## PROBLEM A
Answer these questions from the Spark cluster passage:
(i) On the login node, which command reports the number of nodes and cores allocated for an interactive job?
(ii) By default, how many master and worker processes does the start_spark script start, and on which node?
(iii) By default, how many CPUs is the worker instance configured to use?
## PROBLEM B
According to the Spark cluster passage, why must the start_spark script be run with source?
## PROBLEM C
Extend the Spark cluster passage from where it stops.

## PASSAGE
Note: On the login node, the command qstat -u $USER gives you the number of nodes and cores allocated for your interactive job.

Starting a Spark cluster:

Start the spark cluster in the node assigned to us (e.g. r1i1n20) using the start_spark script. It is very important to use source to export the environment variables into your PATH. By default, this script starts one master process and one worker process on the same node (it also starts the history server). The worker process runs one worker instance by default, which is configured to use all available CPUs.

Excerpts from a detection dataset:

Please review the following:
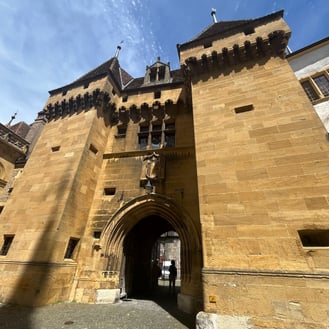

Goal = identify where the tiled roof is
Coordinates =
[125,70,184,91]
[8,121,30,138]
[49,57,133,95]
[177,10,283,50]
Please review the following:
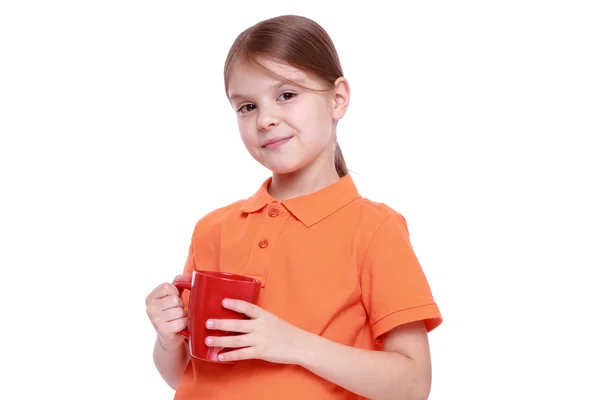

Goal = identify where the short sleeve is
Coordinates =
[360,211,442,339]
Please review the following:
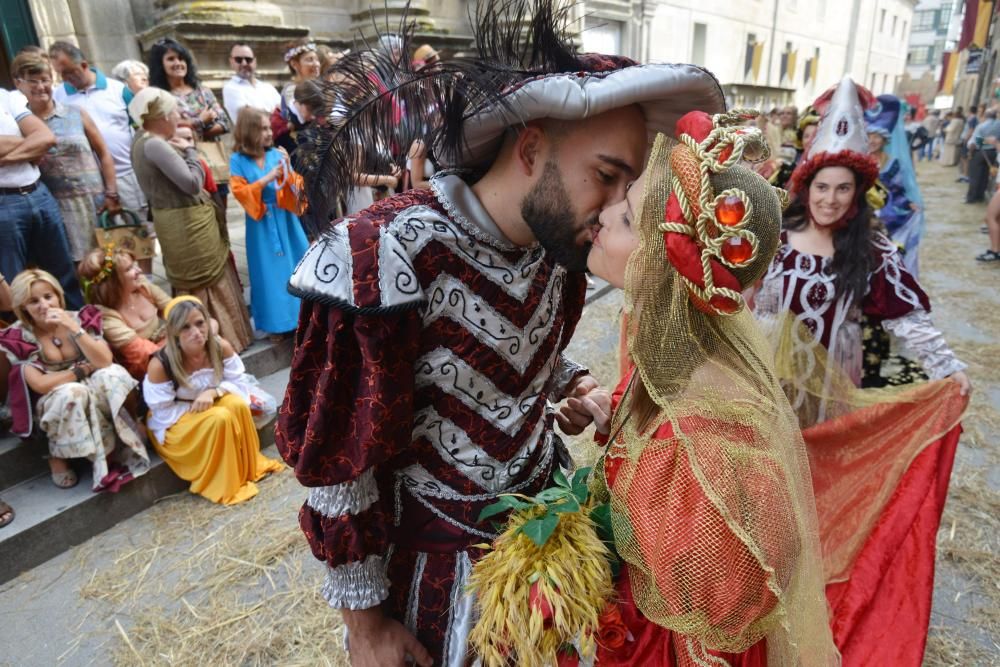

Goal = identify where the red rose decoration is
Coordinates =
[597,604,629,651]
[675,111,715,144]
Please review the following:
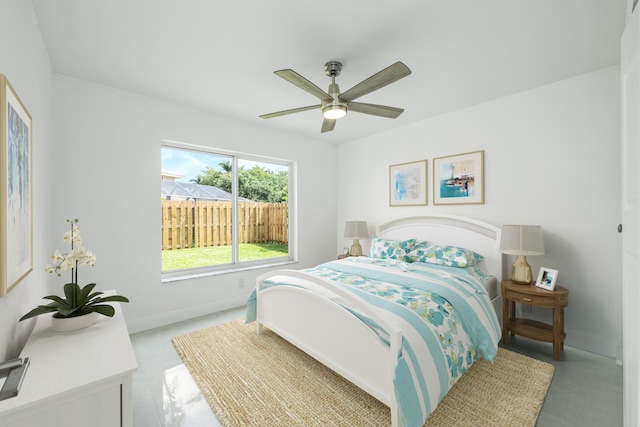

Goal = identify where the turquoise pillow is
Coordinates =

## EXERCISE OUTPUT A
(i) qstat -u $USER
(ii) One master process and one worker process, both on the same node.
(iii) All available CPUs.

## EXERCISE OUTPUT B
Running it with source exports the environment variables into your PATH. The passage calls this very important.

## EXERCISE OUTPUT C
[USERNAME@r1i1n20 ~]$ source ./start_spark.sh 
1 node(s) assigned
Autoloading gcc/6.2.0
starting org.apache.spark.deploy.master.Master, logging to /lustre/home/y15/USERNAME/spark-2.4.0-bin-hadoop2.7/logs/spark-USERNAME-org.apache.spark.deploy.master.Master-1-r1i1n20.out
failed to launch: nice -n 0 /lustre/home/y15/USERNAME/spark-2.4.0-bin-hadoop2.7/bin/spark-class org.apache.spark.deploy.master.Master --host r1i1n20 --port 7077 --webui-port 8080
full log in /lustre/home/y15/USERNAME/spark-2.4.0-bin-hadoop2.7/logs/spark-USERNAME-org.apache.spark.deploy.master.Master-1-r1i1n20.out
r1i1n20: Warning: Permanently added 'r1i1n20,10.148.0.44' (ECDSA) to the list of known hosts.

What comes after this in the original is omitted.